Count the lines in the items below that contain the string "white", and reply with that number alone.

Record excerpts —

+ + + + +

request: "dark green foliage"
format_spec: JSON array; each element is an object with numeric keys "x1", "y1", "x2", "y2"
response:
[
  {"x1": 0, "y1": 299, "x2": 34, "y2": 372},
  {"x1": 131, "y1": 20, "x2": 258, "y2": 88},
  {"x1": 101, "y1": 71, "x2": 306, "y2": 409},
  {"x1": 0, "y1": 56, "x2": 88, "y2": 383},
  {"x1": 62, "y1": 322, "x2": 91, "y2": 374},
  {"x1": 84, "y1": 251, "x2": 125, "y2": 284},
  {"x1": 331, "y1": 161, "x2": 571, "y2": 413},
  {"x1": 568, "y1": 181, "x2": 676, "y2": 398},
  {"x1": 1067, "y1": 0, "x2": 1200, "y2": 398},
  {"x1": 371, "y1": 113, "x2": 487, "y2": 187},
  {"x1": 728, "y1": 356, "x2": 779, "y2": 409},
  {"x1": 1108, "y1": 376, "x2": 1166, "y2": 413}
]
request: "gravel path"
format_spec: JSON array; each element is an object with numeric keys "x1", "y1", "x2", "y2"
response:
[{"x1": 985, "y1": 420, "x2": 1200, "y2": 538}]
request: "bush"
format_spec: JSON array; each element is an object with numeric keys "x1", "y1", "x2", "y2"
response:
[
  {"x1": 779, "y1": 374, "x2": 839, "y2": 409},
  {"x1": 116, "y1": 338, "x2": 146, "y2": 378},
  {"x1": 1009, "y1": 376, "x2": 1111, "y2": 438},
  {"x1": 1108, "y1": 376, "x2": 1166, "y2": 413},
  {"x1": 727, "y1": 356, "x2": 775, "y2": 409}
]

+ + + + +

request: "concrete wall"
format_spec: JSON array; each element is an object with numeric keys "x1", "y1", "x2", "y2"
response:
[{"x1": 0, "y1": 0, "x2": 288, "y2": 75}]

+ + + + +

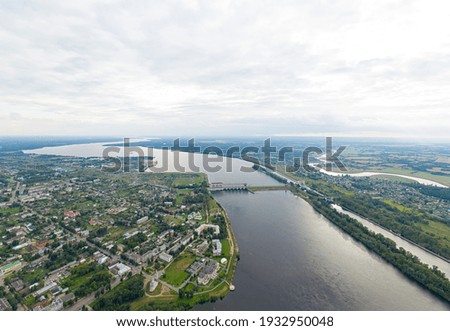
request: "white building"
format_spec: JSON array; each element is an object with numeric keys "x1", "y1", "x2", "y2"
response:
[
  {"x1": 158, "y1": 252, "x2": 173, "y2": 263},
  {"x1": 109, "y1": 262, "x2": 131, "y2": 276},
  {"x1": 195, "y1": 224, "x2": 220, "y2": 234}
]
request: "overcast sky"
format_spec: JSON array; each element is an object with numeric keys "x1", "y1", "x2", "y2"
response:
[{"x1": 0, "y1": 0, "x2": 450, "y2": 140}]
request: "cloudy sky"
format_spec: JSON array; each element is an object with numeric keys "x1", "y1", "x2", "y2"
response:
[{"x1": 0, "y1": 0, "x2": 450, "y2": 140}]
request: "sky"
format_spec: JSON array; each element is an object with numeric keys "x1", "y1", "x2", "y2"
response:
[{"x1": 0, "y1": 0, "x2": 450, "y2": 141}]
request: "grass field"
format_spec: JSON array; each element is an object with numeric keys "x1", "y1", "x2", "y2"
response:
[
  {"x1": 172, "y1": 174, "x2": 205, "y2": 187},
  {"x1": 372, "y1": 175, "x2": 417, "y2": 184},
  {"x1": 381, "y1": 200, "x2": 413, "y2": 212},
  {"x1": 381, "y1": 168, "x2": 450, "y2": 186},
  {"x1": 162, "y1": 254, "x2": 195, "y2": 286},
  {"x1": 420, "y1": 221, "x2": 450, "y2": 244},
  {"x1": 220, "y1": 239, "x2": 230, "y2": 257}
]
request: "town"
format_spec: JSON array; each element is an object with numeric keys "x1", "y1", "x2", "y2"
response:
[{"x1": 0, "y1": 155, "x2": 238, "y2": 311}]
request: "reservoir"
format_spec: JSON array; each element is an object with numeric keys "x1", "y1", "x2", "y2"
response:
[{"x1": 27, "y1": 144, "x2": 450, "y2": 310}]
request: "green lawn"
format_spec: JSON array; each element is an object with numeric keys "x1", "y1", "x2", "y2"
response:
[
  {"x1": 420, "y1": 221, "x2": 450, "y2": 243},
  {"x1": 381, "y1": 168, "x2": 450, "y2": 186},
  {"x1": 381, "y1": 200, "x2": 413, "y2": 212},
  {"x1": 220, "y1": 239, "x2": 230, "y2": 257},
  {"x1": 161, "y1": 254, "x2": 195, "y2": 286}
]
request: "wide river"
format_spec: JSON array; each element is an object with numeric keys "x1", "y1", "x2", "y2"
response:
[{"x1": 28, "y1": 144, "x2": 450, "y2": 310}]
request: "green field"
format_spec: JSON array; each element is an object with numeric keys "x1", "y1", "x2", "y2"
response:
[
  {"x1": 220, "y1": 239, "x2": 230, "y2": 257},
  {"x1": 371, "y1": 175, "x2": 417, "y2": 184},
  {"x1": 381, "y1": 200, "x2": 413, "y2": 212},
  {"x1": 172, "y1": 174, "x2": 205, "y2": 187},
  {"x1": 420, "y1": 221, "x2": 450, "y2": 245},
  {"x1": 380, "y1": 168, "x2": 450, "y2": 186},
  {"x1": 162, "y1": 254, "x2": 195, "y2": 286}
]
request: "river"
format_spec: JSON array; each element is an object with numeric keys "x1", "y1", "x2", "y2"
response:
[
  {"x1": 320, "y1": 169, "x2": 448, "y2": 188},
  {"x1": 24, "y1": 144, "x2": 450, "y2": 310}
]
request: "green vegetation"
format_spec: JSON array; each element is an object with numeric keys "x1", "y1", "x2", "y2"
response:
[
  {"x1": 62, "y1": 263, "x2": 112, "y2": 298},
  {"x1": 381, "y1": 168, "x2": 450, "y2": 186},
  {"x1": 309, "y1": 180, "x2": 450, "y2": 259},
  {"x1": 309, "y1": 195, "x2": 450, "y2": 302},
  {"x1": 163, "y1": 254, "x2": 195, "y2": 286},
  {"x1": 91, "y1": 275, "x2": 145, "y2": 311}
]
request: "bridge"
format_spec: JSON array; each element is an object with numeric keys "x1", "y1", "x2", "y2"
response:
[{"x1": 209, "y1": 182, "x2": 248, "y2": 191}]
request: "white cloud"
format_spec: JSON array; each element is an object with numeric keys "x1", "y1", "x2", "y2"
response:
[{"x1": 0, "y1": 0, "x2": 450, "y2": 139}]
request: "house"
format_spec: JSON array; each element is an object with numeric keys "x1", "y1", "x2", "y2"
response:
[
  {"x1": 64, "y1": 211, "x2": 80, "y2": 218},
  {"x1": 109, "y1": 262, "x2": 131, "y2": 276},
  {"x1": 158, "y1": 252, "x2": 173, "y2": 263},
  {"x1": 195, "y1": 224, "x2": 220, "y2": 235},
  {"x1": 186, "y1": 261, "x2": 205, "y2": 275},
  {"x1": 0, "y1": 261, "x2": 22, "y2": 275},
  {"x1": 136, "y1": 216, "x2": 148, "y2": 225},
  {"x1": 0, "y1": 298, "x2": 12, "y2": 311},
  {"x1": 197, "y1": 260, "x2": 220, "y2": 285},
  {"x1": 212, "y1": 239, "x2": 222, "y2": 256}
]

+ + + + +

Exercise response — 2